Directions for this task
Will you restate verbatim the lines running from the line with "Mark every instance of the lanyard" to the end of the data, leaving out everything else?
:: Extracted records
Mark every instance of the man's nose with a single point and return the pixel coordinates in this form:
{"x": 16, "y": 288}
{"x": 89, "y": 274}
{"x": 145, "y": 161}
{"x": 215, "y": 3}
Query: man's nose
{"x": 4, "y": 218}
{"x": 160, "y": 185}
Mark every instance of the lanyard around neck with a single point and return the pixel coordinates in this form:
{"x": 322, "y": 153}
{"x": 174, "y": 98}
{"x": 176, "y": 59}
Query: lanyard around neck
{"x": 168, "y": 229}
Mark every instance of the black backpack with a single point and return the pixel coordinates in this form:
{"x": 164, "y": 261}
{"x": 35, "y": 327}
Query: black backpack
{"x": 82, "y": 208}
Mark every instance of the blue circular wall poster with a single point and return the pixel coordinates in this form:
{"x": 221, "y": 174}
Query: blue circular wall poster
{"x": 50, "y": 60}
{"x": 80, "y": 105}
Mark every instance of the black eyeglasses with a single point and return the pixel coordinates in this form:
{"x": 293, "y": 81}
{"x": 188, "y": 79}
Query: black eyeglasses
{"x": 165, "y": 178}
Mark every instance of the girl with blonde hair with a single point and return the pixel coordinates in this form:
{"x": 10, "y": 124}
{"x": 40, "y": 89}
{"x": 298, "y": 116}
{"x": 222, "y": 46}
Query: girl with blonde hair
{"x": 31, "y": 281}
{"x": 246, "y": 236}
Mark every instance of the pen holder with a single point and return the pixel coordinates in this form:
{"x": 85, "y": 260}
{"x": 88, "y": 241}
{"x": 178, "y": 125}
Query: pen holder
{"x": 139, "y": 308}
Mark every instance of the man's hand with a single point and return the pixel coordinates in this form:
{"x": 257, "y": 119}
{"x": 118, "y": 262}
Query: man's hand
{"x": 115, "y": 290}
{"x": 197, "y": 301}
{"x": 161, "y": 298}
::::
Solution to this problem
Mark every instance of the lanyard around neck with a single point and return the pixel coordinates in this form:
{"x": 322, "y": 153}
{"x": 174, "y": 98}
{"x": 176, "y": 59}
Query: lanyard around neck
{"x": 168, "y": 229}
Mark every instance of the black backpack with a single point and return the pixel coordinates in this form:
{"x": 164, "y": 261}
{"x": 35, "y": 327}
Query: black backpack
{"x": 82, "y": 208}
Mark every instance of the blue circular wall poster with a single point and return the pixel coordinates in this form:
{"x": 221, "y": 174}
Query: blue circular wall poster
{"x": 50, "y": 60}
{"x": 80, "y": 105}
Mark every instance of the black eyeglasses with a single point and return the pixel coordinates in this form:
{"x": 293, "y": 81}
{"x": 188, "y": 79}
Query: black eyeglasses
{"x": 165, "y": 178}
Mark every instance of the girl with blonde hair with a single point and return the pixel coordinates in this form:
{"x": 10, "y": 124}
{"x": 40, "y": 89}
{"x": 298, "y": 116}
{"x": 222, "y": 46}
Query: girl with blonde hair
{"x": 31, "y": 281}
{"x": 246, "y": 236}
Mark every instance of the pen holder with a single point and return the pixel coordinates in this form:
{"x": 85, "y": 260}
{"x": 88, "y": 241}
{"x": 178, "y": 125}
Query: pen holder
{"x": 139, "y": 308}
Mark every instance of the man's hand with a single point and return the pixel coordinates in this form:
{"x": 257, "y": 119}
{"x": 118, "y": 262}
Query: man's hand
{"x": 115, "y": 290}
{"x": 197, "y": 301}
{"x": 161, "y": 298}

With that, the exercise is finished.